▶ **Stated task**
Reproduce the entire listing word for word.

▶ **Extracted data entries**
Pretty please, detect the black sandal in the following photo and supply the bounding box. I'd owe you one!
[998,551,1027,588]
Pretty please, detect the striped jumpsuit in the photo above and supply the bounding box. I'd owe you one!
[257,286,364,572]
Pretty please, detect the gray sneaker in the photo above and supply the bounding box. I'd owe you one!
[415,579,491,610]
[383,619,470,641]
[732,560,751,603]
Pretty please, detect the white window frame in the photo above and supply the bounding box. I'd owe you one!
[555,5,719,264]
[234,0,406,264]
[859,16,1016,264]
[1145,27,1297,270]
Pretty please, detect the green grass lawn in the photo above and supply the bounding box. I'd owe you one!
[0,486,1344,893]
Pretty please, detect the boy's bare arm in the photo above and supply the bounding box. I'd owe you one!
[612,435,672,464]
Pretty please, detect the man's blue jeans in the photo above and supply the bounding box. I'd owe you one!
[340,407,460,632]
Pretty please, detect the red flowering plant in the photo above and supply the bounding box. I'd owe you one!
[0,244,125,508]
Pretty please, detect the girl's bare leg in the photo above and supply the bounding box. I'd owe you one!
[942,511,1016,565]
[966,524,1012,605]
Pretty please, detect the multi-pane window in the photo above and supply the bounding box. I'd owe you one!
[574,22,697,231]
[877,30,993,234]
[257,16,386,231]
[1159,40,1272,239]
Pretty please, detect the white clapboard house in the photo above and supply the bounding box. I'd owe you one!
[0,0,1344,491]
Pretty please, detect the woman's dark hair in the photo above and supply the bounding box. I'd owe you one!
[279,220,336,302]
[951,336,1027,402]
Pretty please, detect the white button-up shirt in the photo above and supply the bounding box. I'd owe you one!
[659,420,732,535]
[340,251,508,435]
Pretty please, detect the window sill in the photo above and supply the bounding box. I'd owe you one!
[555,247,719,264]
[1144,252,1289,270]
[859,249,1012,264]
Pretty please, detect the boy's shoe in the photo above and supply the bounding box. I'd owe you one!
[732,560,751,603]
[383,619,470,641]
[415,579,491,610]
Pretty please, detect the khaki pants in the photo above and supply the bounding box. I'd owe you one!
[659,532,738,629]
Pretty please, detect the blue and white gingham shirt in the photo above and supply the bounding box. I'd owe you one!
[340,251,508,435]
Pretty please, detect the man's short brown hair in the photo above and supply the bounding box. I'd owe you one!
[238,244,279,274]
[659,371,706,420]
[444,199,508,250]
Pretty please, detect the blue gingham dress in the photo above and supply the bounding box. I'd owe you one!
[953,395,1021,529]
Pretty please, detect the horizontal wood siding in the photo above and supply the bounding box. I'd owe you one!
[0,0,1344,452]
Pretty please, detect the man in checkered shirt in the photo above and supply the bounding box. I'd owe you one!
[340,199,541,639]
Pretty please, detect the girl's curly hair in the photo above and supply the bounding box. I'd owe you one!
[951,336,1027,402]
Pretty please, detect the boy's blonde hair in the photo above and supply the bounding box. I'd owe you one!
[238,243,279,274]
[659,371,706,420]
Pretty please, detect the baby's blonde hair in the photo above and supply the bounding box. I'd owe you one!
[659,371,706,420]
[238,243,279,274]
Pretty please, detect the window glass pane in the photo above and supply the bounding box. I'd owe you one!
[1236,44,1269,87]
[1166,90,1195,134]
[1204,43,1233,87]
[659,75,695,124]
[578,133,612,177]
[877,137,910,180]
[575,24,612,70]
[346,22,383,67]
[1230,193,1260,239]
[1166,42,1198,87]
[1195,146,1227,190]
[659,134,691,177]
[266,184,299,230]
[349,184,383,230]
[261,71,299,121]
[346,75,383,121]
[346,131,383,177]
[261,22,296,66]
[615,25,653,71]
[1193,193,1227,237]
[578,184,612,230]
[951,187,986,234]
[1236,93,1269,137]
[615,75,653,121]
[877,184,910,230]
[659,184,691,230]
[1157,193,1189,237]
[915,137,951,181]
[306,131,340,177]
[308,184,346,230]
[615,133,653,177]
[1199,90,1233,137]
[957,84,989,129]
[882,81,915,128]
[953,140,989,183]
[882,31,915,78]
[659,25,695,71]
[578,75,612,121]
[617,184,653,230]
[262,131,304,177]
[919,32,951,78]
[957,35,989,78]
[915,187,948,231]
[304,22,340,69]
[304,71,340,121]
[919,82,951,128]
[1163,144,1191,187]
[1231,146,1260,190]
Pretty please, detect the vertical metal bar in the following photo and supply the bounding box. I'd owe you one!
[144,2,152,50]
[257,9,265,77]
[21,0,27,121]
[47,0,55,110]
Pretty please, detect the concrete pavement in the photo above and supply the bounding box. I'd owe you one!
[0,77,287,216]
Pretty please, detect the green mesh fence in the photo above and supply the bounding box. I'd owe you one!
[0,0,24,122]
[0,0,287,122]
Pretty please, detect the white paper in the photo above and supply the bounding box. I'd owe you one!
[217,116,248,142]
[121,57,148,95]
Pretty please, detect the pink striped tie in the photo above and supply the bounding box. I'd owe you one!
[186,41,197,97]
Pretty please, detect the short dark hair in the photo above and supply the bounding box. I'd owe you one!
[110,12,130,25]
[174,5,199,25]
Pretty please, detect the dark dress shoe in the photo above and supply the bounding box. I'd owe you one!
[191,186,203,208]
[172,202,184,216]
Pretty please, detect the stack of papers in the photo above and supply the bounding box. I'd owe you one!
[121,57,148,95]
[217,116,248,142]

▶ **Exercise solution**
Pretty please, detect the black sandal in the following photo and supply the bounding box. I'd owe you one!
[998,551,1027,588]
Pretty please, detect the striped jumpsuit in the photo above and supply the bounding box. I'd owe you one!
[257,286,364,572]
Pretty please, detect the gray sneaker in the photo above and supply the bounding box. I'd owe you one!
[415,579,491,610]
[383,619,470,641]
[732,560,751,603]
Pretty please, detect the white window frame in the photo above and supply the bounding box. I'd owe you one!
[555,5,719,264]
[234,0,406,264]
[859,16,1016,264]
[1145,27,1297,270]
Pretty please, detect the green grass lawn in the photo above and supply the bounding box. I'd owe you one!
[0,486,1344,893]
Pretty please, detect the boy's bare arm in the photo above and supply the bounding box. I'd owe you one!
[612,435,672,464]
Pretty please, detect the man's blue jeans in the photo above and supply the bounding box. I'd owe you one!
[340,407,460,632]
Pretty please, detect the red flowering plant in the photo above and supply the bounding box. I'd owe you one!
[0,244,125,508]
Pretty please, detect the girl's bare leg in the photo above and supply the bounding box. I'd owe you one!
[942,511,1016,565]
[966,524,1012,605]
Pretty please, detect the multi-pane window in the photo above and supply the bounding box. I'd owe you one!
[574,22,697,231]
[877,30,993,234]
[257,16,386,231]
[1159,40,1272,239]
Pretty please, detect the white clapboard house in the photo above and supply the bounding box. I'd owe you one!
[0,0,1344,491]
Pretty please, detect the woman's dark hair in the photo above and supply the bounding box. I'd owe you one!
[279,220,336,302]
[951,336,1027,402]
Pretty please, detect the white button-up shirt in the photo above and supply the bounding box. I'd owe you one!
[659,420,732,535]
[340,251,508,435]
Pretty please, detect the window sill in the photo above and supply the bounding box. I'd owe you one!
[555,247,719,264]
[1144,252,1289,270]
[859,249,1012,264]
Pretty please, detect the boy's shoe in the photo above and supply the bounding box. I'd owe you one!
[732,560,751,603]
[383,619,470,641]
[415,579,491,610]
Pretty please, detect the khaki pants in the photo above and supply the bounding box. I'd owe you one!
[659,532,738,629]
Pretty please, detect the blue and white gingham shirt in the photo above and supply the bounding box. I'd owe you one!
[340,251,508,435]
Pretty please, detect the man's short brown hair in the photo above and supply the bounding box. I'd owe you one!
[238,244,279,274]
[659,371,706,420]
[444,199,508,250]
Pretty please, detect the blue gingham dress in the photo above and supply the bounding box. I'd owe you one!
[953,395,1021,529]
Pretty please, detect the horizontal wood siding in the photo above and supply the bounding box. I'd owe you one!
[0,0,1344,452]
Pretty please, detect the man in checkered shirt in the photo above and supply the bounding box. I'd owe you one!
[340,199,541,639]
Pretty please, detect the girl's curly hair in the photo above and supply the bounding box. I'd owe you one!
[951,336,1027,402]
Pretty please, detect the boy's blonde hair in the photo above and supply the bounding box. I'd owe you one!
[238,243,279,274]
[659,371,706,420]
Pretty please, detect the baby's blonde hair in the photo above and supply the bounding box. I'd owe you one!
[659,371,706,420]
[238,243,279,274]
Pretty please, detect the window glass pane in the photo above and supply the bounding box. I'd owe you one!
[1236,44,1269,87]
[1166,90,1195,134]
[1204,43,1233,87]
[659,75,695,124]
[578,133,612,177]
[877,137,910,180]
[575,24,612,70]
[346,22,383,67]
[1230,193,1260,239]
[1166,42,1198,87]
[1195,146,1227,190]
[659,134,691,177]
[266,184,299,230]
[349,184,383,230]
[261,71,299,121]
[346,75,383,121]
[346,131,383,177]
[261,22,296,66]
[615,25,653,71]
[1193,193,1227,237]
[578,184,612,230]
[951,187,986,234]
[1236,93,1269,137]
[615,75,653,121]
[877,184,910,230]
[659,184,691,230]
[1157,193,1189,237]
[915,137,951,181]
[306,131,340,177]
[308,184,346,230]
[615,133,653,177]
[1199,90,1233,137]
[957,84,989,129]
[882,81,915,128]
[953,140,989,183]
[882,31,915,78]
[659,25,695,71]
[578,75,612,121]
[617,184,653,230]
[262,131,304,177]
[919,32,951,78]
[957,35,989,78]
[915,187,948,231]
[304,22,340,69]
[304,71,340,121]
[919,82,951,128]
[1163,144,1191,187]
[1231,146,1260,190]
Pretty please, detect the vertical metal bar in the following photo and supply the bounding box. I'd owe you one!
[144,2,152,50]
[257,9,265,77]
[21,0,27,121]
[47,0,55,110]
Pretty please, detect the concrete pavement in the photo above and supply the bounding box. I'd owe you one!
[0,77,287,216]
Pretty please, detect the green mesh fence in the photo above and supply the bounding box. I'd owe you one!
[0,0,24,122]
[0,0,287,122]
Pretty please, detect the white paper in the photo above and supply the bounding box. I'd owe you one!
[217,116,248,142]
[121,57,148,95]
Pretty please, detect the pink striped tie in the photo above and supply the bounding box. I'd owe you one!
[186,41,197,97]
Pretty please, detect the short dark hair in the photo above and supply the bounding box. I'd owe you one!
[110,12,130,25]
[174,5,199,25]
Pretty please, detect the dark dress shoe in the photo above and supply the bounding box. I'd owe you one!
[191,186,203,208]
[172,202,184,216]
Pretty please, detect the stack of papers in the photo above and supply the bounding box. I'd owe you one!
[121,57,148,95]
[217,116,248,142]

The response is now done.